Required work:
Line by line, transcribe the listing below without omission.

---------- Exercise inputs

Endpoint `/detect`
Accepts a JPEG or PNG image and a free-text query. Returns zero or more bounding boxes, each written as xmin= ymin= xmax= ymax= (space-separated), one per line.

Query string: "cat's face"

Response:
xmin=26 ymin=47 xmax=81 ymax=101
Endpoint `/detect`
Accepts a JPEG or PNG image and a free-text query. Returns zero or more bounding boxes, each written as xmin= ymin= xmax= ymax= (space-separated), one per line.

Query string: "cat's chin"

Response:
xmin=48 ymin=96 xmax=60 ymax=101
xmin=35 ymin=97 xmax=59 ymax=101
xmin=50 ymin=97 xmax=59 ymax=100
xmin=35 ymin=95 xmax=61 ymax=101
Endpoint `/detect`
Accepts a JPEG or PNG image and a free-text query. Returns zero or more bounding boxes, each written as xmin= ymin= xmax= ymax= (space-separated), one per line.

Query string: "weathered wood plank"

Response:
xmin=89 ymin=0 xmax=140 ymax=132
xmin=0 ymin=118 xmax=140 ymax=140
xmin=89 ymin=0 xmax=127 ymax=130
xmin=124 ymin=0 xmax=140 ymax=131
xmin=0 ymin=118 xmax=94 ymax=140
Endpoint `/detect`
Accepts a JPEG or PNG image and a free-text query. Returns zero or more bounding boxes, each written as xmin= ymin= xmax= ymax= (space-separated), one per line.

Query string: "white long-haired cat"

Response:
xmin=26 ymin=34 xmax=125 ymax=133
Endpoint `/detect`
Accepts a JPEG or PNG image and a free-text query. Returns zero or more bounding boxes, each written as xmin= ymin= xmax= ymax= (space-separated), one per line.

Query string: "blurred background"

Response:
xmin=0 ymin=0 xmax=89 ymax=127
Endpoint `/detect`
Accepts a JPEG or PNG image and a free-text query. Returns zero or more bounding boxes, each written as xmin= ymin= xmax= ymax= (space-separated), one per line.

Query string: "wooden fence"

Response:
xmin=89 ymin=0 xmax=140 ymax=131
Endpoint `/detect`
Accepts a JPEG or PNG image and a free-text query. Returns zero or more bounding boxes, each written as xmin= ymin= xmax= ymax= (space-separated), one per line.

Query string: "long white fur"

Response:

--------------------

Result for this task:
Endpoint `/detect`
Accepts a JPEG or PNG image and a free-text query. Returns zero or more bounding boxes, each written as xmin= ymin= xmax= ymax= (space-separated), one per line.

Query string: "cat's face"

Response:
xmin=26 ymin=47 xmax=81 ymax=101
Endpoint `/detect`
Accepts a JPEG or PNG image and a free-text query. Returns zero or more bounding boxes, each written as xmin= ymin= xmax= ymax= (space-separated), one per line.

Query string: "cat's chin"

Response:
xmin=48 ymin=96 xmax=60 ymax=101
xmin=35 ymin=97 xmax=59 ymax=101
xmin=50 ymin=97 xmax=59 ymax=100
xmin=35 ymin=95 xmax=61 ymax=101
Endpoint `/detect`
Accepts a JPEG or PNG image and a free-text query. Returns zero or more bounding boxes, each written as xmin= ymin= xmax= ymax= (space-separated), one per line.

Query string: "weathered wood plank"

Response:
xmin=89 ymin=0 xmax=140 ymax=132
xmin=0 ymin=118 xmax=140 ymax=140
xmin=89 ymin=0 xmax=127 ymax=130
xmin=124 ymin=0 xmax=140 ymax=131
xmin=0 ymin=118 xmax=94 ymax=140
Endpoint `/detect`
Accepts a JPEG or PNG image and a free-text query. Returns zero or more bounding boxes, each written as xmin= ymin= xmax= ymax= (space-separated), one per line.

Query string: "white long-haired cat"

Response:
xmin=26 ymin=34 xmax=125 ymax=133
Endpoint `/detect`
Accepts a JPEG or PNG image and a free-text query. Returns zero or more bounding boxes, each written as xmin= ymin= xmax= ymax= (space-separated), one per line.

Query string: "blurred background"

Response:
xmin=0 ymin=0 xmax=89 ymax=127
Endpoint `/detect`
Accepts a JPEG or PNG image and a free-text query. Returns zero or more bounding boxes, each written as xmin= ymin= xmax= ymax= (space-separated), one per line.

Query string: "wooden fence"

Response:
xmin=89 ymin=0 xmax=140 ymax=131
Endpoint `/detect`
Accepts a JPEG or PNG image and a free-text query. Returns zero or more bounding boxes, each written as xmin= ymin= xmax= ymax= (space-separated), one per line.

Query string: "long white fur"

Response:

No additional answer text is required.